Source material
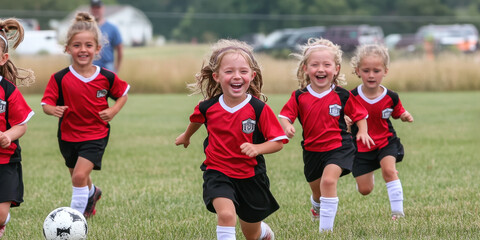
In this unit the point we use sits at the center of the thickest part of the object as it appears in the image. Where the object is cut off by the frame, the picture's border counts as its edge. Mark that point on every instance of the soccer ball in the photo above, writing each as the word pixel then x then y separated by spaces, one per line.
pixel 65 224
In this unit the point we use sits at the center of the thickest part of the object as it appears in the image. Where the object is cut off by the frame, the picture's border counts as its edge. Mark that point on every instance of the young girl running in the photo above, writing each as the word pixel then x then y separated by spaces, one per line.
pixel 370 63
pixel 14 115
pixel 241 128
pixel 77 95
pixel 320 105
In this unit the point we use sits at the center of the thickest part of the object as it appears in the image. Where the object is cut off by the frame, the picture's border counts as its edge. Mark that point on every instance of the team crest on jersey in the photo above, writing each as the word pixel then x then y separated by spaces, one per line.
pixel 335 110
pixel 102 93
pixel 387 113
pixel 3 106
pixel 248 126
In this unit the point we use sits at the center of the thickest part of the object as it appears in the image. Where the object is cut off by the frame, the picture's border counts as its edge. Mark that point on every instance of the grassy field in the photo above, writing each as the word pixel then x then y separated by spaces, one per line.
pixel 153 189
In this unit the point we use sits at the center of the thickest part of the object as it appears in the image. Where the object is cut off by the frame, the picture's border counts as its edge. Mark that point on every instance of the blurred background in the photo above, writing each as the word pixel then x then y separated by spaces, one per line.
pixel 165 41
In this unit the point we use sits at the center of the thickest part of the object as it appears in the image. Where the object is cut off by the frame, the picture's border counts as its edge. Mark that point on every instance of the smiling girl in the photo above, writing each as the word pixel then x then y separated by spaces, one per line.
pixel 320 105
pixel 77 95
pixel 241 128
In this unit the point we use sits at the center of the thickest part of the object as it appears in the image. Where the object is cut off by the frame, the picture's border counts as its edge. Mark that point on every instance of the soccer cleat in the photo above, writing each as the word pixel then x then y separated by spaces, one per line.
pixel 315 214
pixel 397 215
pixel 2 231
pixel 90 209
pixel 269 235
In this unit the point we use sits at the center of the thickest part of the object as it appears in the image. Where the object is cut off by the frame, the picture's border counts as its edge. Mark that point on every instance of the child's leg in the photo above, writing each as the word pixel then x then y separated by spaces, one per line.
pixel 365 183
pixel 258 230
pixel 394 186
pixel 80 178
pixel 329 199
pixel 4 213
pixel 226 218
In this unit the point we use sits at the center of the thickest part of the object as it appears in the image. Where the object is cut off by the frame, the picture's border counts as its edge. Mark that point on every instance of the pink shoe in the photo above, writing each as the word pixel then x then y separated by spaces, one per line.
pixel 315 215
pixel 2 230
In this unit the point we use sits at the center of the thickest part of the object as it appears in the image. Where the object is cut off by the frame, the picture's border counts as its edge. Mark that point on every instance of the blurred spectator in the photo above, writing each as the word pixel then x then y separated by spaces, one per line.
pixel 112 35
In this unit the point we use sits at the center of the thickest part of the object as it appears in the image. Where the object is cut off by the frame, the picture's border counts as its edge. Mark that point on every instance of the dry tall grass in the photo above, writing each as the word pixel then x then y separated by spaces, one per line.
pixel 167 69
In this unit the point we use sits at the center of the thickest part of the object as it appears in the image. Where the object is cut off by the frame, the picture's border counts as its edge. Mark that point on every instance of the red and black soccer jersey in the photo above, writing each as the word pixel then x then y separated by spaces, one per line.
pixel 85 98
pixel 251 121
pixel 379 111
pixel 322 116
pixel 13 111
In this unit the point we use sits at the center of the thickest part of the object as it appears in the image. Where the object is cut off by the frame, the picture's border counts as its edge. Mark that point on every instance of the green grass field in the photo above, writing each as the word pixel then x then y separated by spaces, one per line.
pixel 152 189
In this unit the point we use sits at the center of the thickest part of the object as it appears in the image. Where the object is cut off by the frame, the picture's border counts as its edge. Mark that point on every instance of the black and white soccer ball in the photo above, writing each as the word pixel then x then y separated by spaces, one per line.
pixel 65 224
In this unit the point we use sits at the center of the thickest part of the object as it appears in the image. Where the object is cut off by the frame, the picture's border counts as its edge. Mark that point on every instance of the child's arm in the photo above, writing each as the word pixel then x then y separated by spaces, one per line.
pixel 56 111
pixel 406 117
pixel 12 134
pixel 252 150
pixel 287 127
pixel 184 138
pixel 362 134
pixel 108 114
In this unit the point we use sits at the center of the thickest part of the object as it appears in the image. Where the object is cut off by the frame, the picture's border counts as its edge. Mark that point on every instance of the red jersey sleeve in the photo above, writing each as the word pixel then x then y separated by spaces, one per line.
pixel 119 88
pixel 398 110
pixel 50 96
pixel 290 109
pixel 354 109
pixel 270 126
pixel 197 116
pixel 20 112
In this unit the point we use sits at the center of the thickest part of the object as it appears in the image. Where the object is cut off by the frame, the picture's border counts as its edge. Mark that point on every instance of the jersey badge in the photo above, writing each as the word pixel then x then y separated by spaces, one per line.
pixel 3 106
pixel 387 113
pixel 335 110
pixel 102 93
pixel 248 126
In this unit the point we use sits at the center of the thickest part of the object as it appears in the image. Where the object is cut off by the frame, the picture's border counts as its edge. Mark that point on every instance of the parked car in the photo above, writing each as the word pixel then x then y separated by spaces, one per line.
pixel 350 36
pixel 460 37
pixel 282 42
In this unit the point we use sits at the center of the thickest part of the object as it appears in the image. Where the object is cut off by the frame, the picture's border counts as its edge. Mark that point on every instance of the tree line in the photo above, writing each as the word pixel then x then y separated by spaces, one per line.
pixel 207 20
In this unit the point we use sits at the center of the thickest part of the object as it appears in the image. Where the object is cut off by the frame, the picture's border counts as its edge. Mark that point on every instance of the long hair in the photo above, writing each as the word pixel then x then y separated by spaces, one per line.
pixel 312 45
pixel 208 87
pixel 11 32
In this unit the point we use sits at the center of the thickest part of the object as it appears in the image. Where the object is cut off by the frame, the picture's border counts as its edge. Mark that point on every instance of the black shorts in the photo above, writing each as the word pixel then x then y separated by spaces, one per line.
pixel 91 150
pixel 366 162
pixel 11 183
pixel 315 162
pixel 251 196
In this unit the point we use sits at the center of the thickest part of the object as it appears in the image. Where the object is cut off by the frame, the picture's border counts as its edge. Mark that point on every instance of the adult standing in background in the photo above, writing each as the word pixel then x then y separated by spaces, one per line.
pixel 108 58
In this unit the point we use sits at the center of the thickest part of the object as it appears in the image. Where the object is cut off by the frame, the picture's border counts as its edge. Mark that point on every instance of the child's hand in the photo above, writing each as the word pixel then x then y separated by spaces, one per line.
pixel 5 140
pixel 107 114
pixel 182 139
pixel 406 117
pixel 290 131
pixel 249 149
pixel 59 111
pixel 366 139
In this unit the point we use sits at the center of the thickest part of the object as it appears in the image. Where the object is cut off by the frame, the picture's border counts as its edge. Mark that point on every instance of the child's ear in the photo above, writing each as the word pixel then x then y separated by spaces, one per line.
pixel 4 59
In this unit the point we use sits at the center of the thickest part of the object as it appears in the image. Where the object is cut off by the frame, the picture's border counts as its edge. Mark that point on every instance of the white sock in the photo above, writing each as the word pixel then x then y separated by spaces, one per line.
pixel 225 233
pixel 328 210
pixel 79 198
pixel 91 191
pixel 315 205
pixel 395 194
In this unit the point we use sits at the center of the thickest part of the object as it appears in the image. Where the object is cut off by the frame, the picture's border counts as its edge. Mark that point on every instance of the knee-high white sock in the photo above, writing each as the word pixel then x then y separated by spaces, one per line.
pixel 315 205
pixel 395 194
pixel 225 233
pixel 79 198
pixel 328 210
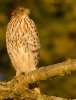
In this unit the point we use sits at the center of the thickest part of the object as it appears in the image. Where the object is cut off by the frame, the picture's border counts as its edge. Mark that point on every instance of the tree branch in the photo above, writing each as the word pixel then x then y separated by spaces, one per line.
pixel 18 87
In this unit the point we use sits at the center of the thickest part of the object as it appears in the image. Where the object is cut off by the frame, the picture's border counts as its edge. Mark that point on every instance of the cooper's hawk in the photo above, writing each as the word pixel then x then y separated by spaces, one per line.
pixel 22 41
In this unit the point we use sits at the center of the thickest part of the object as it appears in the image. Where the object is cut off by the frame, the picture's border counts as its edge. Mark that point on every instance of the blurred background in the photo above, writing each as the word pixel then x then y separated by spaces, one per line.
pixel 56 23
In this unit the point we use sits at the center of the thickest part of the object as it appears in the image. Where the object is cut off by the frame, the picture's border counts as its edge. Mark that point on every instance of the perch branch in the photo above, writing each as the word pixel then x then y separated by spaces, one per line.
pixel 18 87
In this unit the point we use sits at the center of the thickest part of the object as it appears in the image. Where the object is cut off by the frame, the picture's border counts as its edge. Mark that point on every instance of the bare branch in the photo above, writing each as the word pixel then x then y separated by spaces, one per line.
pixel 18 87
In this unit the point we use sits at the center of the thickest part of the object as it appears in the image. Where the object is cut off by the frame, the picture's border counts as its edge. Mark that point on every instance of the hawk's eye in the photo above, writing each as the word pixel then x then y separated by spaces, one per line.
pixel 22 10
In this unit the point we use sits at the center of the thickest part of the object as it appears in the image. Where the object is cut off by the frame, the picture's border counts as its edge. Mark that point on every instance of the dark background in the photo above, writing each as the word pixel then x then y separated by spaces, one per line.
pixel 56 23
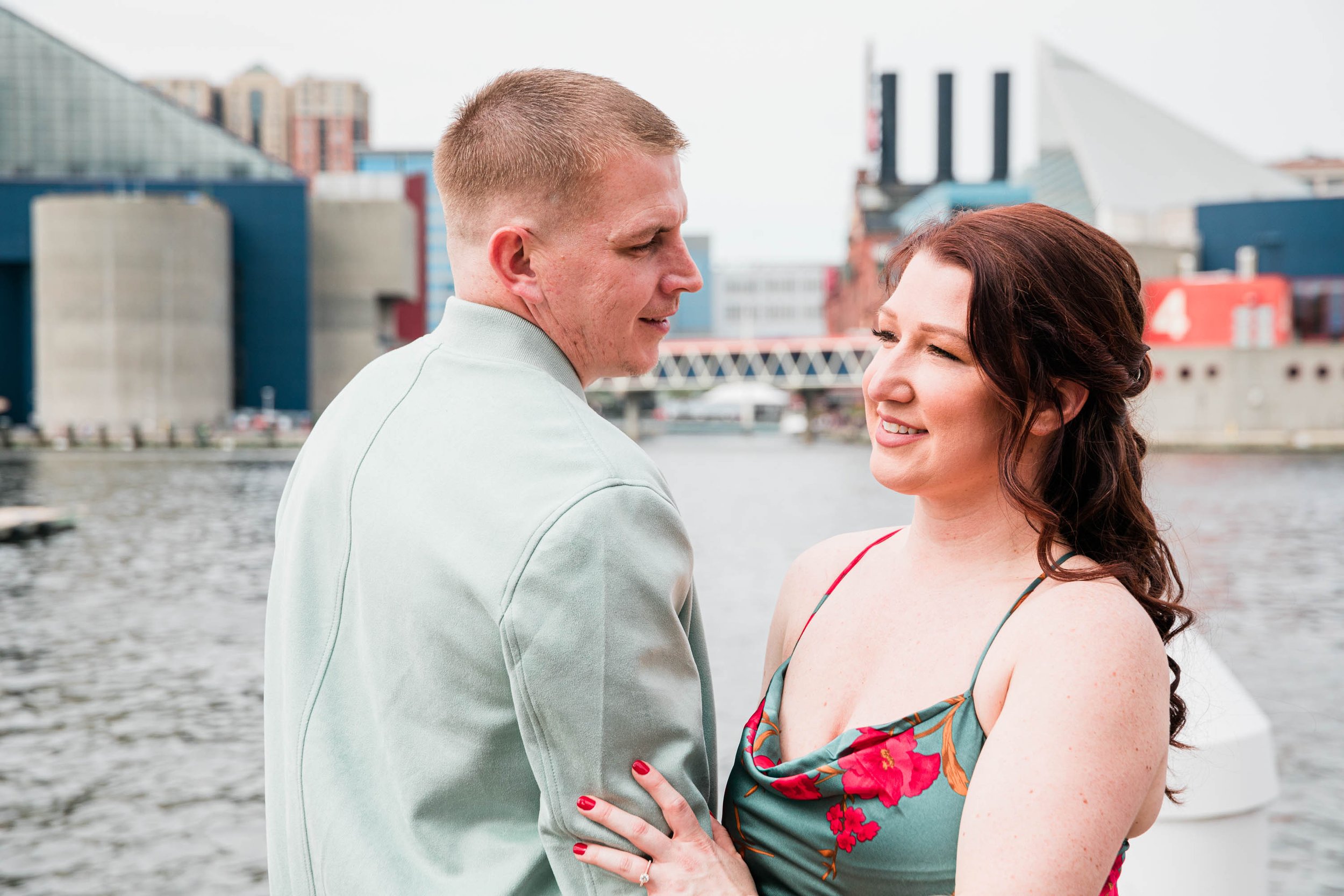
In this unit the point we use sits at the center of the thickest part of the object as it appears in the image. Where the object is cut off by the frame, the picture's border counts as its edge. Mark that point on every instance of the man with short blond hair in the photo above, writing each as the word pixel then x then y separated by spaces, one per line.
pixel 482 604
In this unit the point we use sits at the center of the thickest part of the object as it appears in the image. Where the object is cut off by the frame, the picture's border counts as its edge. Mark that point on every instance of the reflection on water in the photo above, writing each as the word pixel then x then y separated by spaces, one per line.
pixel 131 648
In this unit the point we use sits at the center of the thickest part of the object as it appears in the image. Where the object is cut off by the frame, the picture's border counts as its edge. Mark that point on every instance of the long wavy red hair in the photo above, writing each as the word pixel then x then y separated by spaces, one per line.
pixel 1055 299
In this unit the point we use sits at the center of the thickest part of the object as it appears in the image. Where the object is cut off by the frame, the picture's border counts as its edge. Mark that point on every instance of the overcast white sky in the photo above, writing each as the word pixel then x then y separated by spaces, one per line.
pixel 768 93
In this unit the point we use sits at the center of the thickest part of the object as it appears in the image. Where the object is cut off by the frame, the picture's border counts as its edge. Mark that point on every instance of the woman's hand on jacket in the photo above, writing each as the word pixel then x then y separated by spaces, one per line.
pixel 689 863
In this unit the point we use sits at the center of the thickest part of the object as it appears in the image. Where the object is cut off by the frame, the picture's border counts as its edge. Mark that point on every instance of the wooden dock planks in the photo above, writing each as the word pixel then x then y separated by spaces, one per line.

Aim of the task
Each line from the one containing "of the overcast" through the final line of the records must be repeated exactly, with no line added or dropped.

Reply
In this unit the point we use sits at the center of the thickest part of the object as it appears in the image. Where the object is cut off by the frame, the picture's border counts as its edge. Mark that point on every instance of the overcast white sky in the photo above, writing each as the word pixel then x then y separated by spaces, one per line.
pixel 768 93
In this unit the point we use sits at the center of the thickest part of the object as it appears in the image. Where the object is cut off by the frame, the picture's border counts as its edge. Mark that point on every instance of the woman's hand on jacket in the photo above, writing each as the word pixel then x then y separated by spaces, one per line.
pixel 689 863
In this unit the point we use sits at the center of the thickest part of the object as it appears in the image. Where the object is cut off by the frame, the picture's border counts as its edge. Mark that point on every instance of the wooden dock planks in the photo above, writing each as the word pixel then x then y separated by spaces, one per line.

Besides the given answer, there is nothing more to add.